▸ **Page excerpt**:
== Segment start ==
Central African Republic
THE PRESIDENT – Ladies and gentlemen, this afternoon I received the Central African President, who received me herself barely a month ago.
The situation in the Central African Republic has both improved in some respects and deteriorated in others. Progress has been made on re-establishing the transitional authorities and the most essential public services – schools, hospitals, prisons – so that the Central African Republic can get its economy running again and people can regain confidence.
On the other hand, the security situation has deteriorated in a number of places. Even in Bangui, groups hostile to the process of restoring peace and reconciliation are still showing determination. They’re pitting one part of the population against another. Clearly Muslims are being directly targeted.
The French forces, through Operation Sangaris, are doing everything in their power both to bring security to the Central African Republic and, at the same time, to fight those groups which are using weapons – modern weapons, moreover – to undermine the Central African state.
The European operation will be deployed soon. Tomorrow the President will be in Brussels – I shall be there too – at the summit between the European Union and the African Union. There will be a special meeting on the Central African Republic. I shall lend it my full support.
During this, the contingents making up the European operation – which France had very much been calling for, and which is going to end up by yielding results – will be defined. There will also be humanitarian assistance provided either by Europe directly or by the states which can’t necessarily supply, on the security front, what is expected of them.
We must also pay tribute to the transitional authorities. I do so here during your visit. It’s brave to take responsibility for a country which is experiencing chaos and has seen bloody clashes. It’s brave to want to restore the authority of a state which collapsed. It’s brave to ensure that people – who until then had lived in peace – don’t fall victim to bloody clashes. It’s brave because there’s always unpopularity when one takes responsibility for a country in that situation. I can assure you that France will be by your side.
For those French people – and there are always some – who wonder, who ask themselves what we’re doing in the Central African Republic, you can bear witness to it: we’re preventing the massacres from continuing, we’re enabling a country to emerge from this situation of tragedies and chaos. We’re also preventing religious clashes from degenerating into terrorism, because that’s a risk.
Muslims should be well aware that the French forces, through Sangaris, are in the Central African Republic to protect them. Central Africans should be well aware that we’re impartial, that we simply stand by them. The French have ensured there’s a European operation in addition to the African operation. I want to pay tribute to what the African Union countries have done, including militarily but also financially. That’s how civil servants can be paid in the Central African Republic.
In addition to the European forces, in addition to the African forces, we’re carrying out a peacekeeping operation. The situation has improved; there have also been some setbacks. We must stick to the goals we set outselves in relation to humanitarian aid, the restoration of security and the organization of the European peacekeeping operation under the United Nations’ aegis.
Madam President, we stand alongside you.
Q. – Does the situation in the Central African Republic represent a danger for the neighbouring countries?
THE PRESIDENT – First of all, the European operation must be deployed. It’s now been formed. Tomorrow it will be official. The contingents will be specified, and so will the missions. Let me remind you that this European operation is focusing essentially on transport, health and logistics./.
== Segment end ==
▸ **Problems to solve**:
1. According to the statement on the Central African Republic, what does the European operation essentially focus on?
2. Reproduce the statement on the Central African Republic between "The situation in the Central African Republic has" and "can regain confidence.", inclusive.
3. Translate this sentence from the statement on the Central African Republic into Spanish: "The European operation will be deployed soon."

▸ **Extracted information**:
== Segment start ==
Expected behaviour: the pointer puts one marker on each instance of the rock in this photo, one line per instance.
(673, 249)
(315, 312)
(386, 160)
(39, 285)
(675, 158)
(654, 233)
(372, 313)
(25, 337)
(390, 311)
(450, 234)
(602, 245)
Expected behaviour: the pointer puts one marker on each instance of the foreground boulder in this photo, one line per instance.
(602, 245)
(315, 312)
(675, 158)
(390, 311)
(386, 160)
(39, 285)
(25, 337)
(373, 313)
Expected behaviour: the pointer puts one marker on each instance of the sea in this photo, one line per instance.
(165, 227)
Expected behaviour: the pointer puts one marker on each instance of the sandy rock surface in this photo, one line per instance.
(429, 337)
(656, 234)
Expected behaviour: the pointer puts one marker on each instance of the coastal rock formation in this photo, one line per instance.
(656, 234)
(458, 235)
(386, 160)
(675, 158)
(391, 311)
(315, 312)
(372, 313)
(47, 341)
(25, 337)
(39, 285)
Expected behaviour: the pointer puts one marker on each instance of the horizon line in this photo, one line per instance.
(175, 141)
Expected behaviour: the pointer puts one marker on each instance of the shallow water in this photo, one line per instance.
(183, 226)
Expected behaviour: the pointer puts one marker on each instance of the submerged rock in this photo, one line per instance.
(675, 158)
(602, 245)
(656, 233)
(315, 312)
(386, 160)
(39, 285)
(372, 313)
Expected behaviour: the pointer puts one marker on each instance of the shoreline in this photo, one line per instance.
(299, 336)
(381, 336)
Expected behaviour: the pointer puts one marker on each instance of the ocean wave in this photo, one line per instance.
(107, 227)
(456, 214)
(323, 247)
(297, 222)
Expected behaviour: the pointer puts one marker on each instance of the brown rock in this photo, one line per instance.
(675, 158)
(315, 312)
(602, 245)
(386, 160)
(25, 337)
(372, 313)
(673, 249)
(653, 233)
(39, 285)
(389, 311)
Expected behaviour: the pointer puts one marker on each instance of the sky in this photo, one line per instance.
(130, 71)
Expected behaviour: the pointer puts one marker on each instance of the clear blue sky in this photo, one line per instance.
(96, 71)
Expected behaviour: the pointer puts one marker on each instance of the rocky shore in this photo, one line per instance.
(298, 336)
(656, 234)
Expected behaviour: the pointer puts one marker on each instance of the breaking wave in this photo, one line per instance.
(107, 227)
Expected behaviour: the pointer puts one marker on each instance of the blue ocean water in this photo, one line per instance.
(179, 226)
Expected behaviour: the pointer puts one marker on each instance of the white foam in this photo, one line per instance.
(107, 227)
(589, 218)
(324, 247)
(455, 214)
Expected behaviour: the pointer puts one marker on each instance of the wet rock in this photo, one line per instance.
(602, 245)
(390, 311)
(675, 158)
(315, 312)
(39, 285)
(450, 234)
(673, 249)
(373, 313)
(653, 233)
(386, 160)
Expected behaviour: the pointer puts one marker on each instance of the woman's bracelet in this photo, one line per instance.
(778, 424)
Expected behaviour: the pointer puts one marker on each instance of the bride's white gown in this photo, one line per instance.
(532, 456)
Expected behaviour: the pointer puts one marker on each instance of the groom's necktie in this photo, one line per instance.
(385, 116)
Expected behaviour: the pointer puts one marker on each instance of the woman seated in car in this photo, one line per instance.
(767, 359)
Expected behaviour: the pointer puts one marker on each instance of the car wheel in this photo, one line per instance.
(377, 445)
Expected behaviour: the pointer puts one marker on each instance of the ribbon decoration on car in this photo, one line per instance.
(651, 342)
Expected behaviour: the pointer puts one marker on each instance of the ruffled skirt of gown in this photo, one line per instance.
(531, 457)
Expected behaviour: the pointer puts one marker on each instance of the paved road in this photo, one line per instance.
== Segment end ==
▸ **Set of answers**:
1. Transport, health and logistics.

2.
The situation in the Central African Republic has both improved in some respects and deteriorated in others. Progress has been made on re-establishing the transitional authorities and the most essential public services – schools, hospitals, prisons – so that the Central African Republic can get its economy running again and people can regain confidence.

3. La operación europea se desplegará pronto.